__Instruction__
Copy the records word for word, starting at the line that contains "Annotation task — mark the mountain" and stopping after the line that contains "<point>525,152</point>". Leave the picture out.
[START Given records]
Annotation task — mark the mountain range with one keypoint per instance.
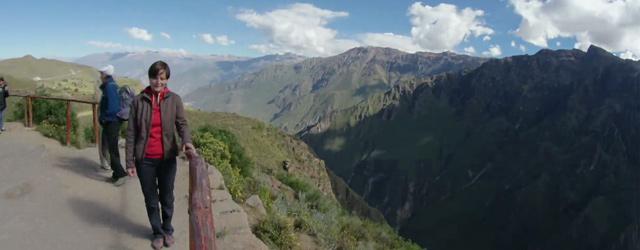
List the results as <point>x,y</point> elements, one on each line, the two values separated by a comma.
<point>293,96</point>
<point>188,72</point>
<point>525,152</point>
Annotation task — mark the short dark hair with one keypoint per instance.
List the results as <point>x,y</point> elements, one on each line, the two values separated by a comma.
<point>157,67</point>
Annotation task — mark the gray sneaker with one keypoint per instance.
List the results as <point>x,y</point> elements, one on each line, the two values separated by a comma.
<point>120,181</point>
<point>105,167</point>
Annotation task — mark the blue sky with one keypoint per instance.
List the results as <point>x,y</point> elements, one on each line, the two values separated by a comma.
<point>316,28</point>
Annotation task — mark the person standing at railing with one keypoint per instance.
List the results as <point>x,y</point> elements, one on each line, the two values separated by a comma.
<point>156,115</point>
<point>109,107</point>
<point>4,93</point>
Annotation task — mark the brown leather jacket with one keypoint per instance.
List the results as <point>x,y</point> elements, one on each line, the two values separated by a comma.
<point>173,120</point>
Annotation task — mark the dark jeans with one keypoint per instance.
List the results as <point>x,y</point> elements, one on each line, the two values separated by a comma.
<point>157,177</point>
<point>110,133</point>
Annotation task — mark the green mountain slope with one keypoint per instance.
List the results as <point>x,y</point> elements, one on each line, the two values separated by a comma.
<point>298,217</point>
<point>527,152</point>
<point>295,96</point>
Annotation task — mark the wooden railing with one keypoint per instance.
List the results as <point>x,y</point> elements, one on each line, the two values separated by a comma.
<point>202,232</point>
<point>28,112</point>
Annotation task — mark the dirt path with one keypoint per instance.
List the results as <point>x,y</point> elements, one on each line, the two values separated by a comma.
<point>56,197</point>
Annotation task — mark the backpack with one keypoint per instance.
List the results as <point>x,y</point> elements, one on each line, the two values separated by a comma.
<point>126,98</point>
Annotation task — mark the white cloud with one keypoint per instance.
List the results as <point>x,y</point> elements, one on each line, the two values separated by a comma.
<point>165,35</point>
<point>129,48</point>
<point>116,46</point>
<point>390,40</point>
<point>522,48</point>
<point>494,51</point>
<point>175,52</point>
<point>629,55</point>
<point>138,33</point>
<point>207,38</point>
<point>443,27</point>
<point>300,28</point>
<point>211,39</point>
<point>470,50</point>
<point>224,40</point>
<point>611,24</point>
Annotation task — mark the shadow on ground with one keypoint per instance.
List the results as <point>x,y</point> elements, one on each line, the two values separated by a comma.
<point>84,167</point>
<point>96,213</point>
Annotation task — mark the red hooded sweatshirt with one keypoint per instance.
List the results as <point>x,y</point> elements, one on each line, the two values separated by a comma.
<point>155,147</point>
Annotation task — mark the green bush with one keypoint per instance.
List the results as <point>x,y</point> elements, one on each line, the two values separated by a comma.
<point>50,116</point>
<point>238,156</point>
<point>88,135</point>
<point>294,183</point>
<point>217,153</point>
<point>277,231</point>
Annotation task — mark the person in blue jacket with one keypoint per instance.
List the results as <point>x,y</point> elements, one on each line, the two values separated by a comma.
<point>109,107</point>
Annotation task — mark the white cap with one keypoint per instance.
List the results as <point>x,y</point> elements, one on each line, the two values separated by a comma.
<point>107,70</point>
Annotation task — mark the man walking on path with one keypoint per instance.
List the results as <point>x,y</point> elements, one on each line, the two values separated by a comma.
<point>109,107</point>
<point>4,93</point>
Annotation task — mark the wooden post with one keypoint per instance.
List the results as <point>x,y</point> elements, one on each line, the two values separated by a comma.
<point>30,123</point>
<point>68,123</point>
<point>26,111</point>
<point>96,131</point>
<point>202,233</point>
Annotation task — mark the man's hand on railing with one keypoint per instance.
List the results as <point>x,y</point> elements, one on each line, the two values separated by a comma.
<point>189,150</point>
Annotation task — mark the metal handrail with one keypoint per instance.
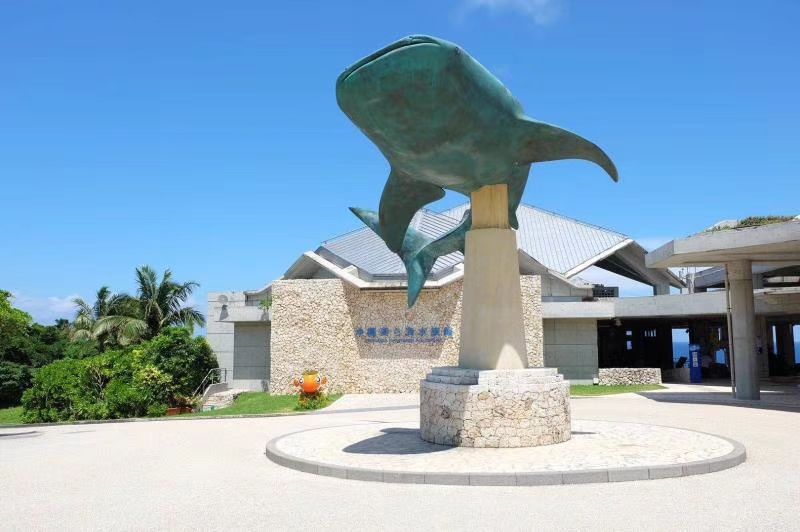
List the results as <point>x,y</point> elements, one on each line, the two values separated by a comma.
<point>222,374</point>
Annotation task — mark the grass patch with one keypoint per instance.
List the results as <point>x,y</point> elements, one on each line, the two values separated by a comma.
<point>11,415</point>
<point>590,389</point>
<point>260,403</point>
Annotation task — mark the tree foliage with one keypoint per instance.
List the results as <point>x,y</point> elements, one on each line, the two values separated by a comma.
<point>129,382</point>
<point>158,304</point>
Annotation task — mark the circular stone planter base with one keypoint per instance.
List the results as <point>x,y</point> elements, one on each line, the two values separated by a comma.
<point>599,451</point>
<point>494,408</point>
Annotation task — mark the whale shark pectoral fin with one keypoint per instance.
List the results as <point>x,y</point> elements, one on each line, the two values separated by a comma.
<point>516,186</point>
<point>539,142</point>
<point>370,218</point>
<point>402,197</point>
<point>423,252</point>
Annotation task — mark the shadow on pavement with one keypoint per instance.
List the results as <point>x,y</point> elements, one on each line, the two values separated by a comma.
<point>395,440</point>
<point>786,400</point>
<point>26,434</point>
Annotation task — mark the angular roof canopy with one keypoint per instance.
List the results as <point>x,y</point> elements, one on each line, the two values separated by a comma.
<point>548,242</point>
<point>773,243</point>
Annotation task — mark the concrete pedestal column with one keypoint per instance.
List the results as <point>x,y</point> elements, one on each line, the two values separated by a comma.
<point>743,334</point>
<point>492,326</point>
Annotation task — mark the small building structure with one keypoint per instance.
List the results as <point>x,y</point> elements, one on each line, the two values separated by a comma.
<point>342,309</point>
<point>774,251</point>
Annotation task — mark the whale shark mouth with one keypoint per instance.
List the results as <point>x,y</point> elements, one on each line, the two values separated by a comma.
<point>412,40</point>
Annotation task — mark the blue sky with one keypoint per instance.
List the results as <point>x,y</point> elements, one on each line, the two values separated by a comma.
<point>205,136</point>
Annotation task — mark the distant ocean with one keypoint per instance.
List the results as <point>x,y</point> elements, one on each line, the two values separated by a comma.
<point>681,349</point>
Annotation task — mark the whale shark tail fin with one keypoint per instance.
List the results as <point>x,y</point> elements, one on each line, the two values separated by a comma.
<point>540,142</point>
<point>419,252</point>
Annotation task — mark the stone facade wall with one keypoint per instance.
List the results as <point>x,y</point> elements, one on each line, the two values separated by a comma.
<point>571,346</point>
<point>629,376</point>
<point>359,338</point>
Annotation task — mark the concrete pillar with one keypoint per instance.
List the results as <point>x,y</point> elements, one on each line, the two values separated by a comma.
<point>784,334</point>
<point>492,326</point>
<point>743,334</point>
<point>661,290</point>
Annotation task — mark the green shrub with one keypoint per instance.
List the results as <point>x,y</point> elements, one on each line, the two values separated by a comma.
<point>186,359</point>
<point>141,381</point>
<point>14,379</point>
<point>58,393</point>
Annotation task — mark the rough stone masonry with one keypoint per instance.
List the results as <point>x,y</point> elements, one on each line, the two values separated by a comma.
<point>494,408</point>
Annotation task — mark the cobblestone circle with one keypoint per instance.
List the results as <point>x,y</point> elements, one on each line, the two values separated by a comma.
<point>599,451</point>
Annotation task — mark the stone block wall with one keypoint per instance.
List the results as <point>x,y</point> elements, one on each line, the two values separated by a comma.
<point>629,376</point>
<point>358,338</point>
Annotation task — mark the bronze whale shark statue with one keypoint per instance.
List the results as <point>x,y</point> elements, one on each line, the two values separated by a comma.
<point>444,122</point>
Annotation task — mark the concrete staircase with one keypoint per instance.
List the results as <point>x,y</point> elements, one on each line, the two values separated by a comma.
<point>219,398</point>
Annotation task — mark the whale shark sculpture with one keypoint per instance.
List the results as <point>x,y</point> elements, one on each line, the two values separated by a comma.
[END Given records]
[START Given records]
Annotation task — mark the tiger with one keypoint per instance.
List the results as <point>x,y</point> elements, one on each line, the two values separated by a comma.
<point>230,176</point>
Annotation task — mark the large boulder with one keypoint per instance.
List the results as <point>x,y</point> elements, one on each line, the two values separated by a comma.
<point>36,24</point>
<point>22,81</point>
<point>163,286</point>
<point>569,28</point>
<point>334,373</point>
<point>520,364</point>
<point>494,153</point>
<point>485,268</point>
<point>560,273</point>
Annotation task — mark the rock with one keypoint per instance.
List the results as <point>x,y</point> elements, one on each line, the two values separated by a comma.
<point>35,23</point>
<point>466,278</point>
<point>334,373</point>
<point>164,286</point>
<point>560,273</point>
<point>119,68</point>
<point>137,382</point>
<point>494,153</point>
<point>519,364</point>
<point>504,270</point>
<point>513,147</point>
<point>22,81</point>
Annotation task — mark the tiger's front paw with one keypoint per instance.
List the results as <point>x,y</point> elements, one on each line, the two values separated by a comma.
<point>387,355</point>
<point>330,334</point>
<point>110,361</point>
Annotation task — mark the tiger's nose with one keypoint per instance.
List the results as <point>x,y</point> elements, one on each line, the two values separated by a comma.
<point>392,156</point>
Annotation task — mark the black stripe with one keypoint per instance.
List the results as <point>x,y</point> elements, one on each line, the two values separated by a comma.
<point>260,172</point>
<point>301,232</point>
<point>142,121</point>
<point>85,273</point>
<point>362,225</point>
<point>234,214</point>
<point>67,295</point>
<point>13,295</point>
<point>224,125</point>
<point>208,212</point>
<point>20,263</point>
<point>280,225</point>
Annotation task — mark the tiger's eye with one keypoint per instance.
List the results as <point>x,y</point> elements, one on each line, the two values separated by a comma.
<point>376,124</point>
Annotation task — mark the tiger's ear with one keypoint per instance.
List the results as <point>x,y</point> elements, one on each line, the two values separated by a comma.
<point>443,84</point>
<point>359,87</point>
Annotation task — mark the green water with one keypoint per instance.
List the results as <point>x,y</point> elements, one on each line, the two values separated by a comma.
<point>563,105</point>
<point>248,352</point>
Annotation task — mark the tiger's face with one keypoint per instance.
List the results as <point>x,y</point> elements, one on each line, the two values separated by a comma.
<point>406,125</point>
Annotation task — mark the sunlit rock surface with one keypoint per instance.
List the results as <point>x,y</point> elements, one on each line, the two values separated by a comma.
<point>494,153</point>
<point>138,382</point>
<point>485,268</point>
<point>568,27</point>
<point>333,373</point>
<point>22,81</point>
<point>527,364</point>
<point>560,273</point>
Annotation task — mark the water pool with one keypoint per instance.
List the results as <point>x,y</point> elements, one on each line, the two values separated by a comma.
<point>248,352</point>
[END Given records]
[START Given records]
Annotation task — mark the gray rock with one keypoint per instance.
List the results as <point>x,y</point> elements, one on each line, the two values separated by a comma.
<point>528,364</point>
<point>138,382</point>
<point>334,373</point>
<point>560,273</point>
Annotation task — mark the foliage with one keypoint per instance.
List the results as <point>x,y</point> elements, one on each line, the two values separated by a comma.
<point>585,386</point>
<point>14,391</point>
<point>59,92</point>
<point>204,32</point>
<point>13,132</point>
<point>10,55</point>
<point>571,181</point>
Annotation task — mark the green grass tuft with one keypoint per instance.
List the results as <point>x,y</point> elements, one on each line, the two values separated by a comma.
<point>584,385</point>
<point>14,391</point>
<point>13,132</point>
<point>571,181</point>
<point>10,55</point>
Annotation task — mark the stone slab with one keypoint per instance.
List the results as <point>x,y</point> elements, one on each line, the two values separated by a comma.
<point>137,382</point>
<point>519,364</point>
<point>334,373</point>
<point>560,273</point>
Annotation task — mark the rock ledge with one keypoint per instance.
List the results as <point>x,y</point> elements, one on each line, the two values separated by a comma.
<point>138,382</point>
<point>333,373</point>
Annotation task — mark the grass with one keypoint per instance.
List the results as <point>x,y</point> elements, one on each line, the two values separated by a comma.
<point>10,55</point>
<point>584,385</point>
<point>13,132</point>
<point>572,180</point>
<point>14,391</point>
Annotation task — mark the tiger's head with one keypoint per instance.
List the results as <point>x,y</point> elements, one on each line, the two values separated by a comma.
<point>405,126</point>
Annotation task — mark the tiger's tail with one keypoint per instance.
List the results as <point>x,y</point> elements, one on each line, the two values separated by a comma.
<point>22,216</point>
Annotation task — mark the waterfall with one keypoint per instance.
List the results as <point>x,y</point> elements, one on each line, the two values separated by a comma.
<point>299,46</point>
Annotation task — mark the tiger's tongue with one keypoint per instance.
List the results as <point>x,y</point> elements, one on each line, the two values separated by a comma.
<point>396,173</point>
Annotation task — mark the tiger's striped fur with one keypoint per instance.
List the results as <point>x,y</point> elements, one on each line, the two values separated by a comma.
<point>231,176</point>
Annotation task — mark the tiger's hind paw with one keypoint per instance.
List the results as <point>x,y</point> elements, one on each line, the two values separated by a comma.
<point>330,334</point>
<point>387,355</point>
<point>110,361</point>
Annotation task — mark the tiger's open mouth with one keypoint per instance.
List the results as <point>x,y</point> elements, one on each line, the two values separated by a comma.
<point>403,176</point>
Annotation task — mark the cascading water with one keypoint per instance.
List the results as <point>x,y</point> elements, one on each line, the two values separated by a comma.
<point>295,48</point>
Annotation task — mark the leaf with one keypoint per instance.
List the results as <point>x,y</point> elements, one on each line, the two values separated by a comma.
[END Given records]
__Written response__
Annotation task — mark the mountain range with one keypoint per instance.
List the results as <point>x,y</point> elements, one on each line, the two values separated by a comma.
<point>293,96</point>
<point>188,72</point>
<point>525,152</point>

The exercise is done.